Request - Render each line of the rows below as a Markdown table with two columns, Number and Line, numbering the lines in order. Skip blank lines and leave the pictures out.
— start —
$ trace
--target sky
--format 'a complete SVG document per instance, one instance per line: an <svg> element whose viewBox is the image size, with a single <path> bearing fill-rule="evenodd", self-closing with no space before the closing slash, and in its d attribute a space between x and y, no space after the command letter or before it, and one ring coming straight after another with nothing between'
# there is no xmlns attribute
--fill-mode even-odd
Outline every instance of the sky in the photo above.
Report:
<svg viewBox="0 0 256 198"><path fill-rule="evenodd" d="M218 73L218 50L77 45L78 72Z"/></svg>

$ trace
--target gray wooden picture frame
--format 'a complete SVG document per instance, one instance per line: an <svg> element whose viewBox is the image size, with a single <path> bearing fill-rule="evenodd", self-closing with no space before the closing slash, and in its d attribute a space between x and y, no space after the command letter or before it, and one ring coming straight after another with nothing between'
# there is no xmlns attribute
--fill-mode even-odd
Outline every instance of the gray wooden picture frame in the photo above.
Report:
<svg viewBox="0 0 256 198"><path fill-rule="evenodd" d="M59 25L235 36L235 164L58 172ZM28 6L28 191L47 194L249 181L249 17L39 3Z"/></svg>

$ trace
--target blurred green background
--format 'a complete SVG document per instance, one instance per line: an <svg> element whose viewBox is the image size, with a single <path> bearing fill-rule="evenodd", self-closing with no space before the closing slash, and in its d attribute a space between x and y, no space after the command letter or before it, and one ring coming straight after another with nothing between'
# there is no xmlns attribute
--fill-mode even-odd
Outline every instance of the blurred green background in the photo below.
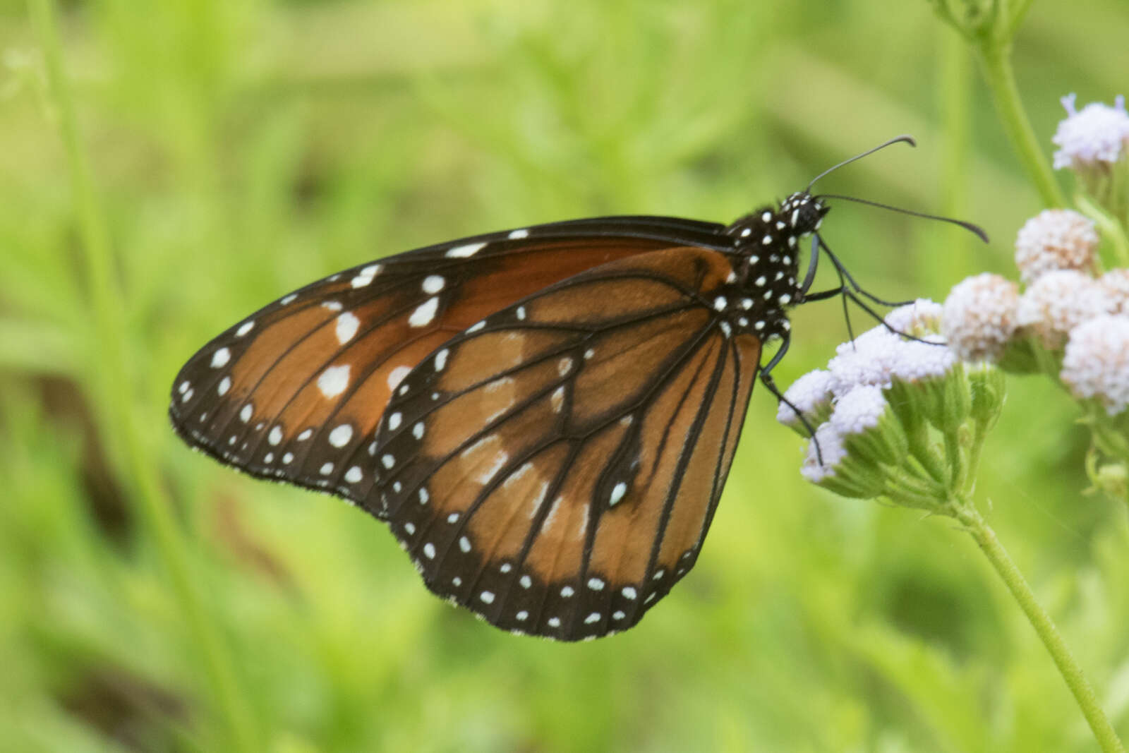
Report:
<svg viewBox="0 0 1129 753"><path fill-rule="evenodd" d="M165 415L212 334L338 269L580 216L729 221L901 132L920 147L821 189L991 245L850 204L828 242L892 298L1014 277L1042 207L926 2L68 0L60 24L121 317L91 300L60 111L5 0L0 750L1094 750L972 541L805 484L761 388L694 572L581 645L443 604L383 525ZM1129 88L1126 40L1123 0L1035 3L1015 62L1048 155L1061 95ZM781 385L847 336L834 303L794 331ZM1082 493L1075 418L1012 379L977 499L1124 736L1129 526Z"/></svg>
— end —
Worked answer -
| Number | Line |
|---|---|
| 1 | $ trace |
| 2 | --target sky |
| 3 | --format 'a complete SVG document per instance, one instance per line: an <svg> element whose viewBox is the image size, with a single <path> bearing fill-rule="evenodd", self-closing with no space before the closing slash, and in its d attribute a space between x and y, no space after the command letter or before it, and one ring coming straight after another with nothing between' |
| 4 | # there is no xmlns attribute |
| 5 | --fill-mode even-odd |
| 6 | Outline every instance of the sky in the photo above. |
| 7 | Report: |
| 8 | <svg viewBox="0 0 256 198"><path fill-rule="evenodd" d="M218 73L218 50L77 45L78 72Z"/></svg> |
| 9 | $ trace |
| 10 | --target gray wooden picture frame |
| 11 | --format 'a complete SVG document per instance, one instance per line: an <svg> element whose viewBox is the image size, with a single <path> bearing fill-rule="evenodd", self-closing with no space before the closing slash, and in its d attribute a space between x and y, no space after the command letter or before it, and one ring coming straight after another with nothing between' |
| 12 | # there is no xmlns attribute |
| 13 | --fill-mode even-odd |
| 14 | Outline every instance of the gray wooden picture frame in the photo above. |
| 15 | Report: |
| 16 | <svg viewBox="0 0 256 198"><path fill-rule="evenodd" d="M59 25L235 36L235 164L58 172ZM28 6L28 191L47 194L249 181L249 17L39 3Z"/></svg> |
| 17 | $ trace |
| 18 | --target blurred green background |
| 19 | --format 'a complete SVG document per instance, one instance per line: an <svg> element whose viewBox is the image size, with a single <path> bearing fill-rule="evenodd", self-closing with no space before the closing slash, and in its d attribute a space between x and y, no space after the command letter or before it, and one ring coming straight after another with nothing between' |
| 20 | # there is no xmlns attribute |
| 21 | --fill-mode even-odd |
| 22 | Outline every instance of the blurred green background in the photo below. |
| 23 | Report: |
| 24 | <svg viewBox="0 0 1129 753"><path fill-rule="evenodd" d="M165 415L212 334L338 269L580 216L729 221L901 132L920 147L821 189L991 245L850 204L828 242L892 298L1014 277L1042 207L926 2L68 0L60 24L121 317L91 300L60 111L5 0L0 750L1094 750L972 541L805 484L761 388L694 572L581 645L443 604L383 525ZM1129 88L1126 40L1123 0L1035 3L1015 62L1048 155L1061 95ZM781 385L847 336L834 303L794 331ZM1082 493L1075 418L1012 379L977 499L1124 736L1129 526Z"/></svg> |